### Short exercise:
In the material below, rename "snake eye" to "serpent eye" wherever it occurs and reproduce every line with nothing else altered.

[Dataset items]
● ● ● ● ● ● ●

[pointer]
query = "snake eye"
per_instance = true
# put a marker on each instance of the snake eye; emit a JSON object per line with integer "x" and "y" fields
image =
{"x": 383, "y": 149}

● ● ● ● ● ● ●

### Answer to this exercise:
[pointer]
query = "serpent eye"
per_instance = true
# put a marker on each instance of the serpent eye; emit a JSON object per line with integer "x" and "y" fields
image =
{"x": 383, "y": 149}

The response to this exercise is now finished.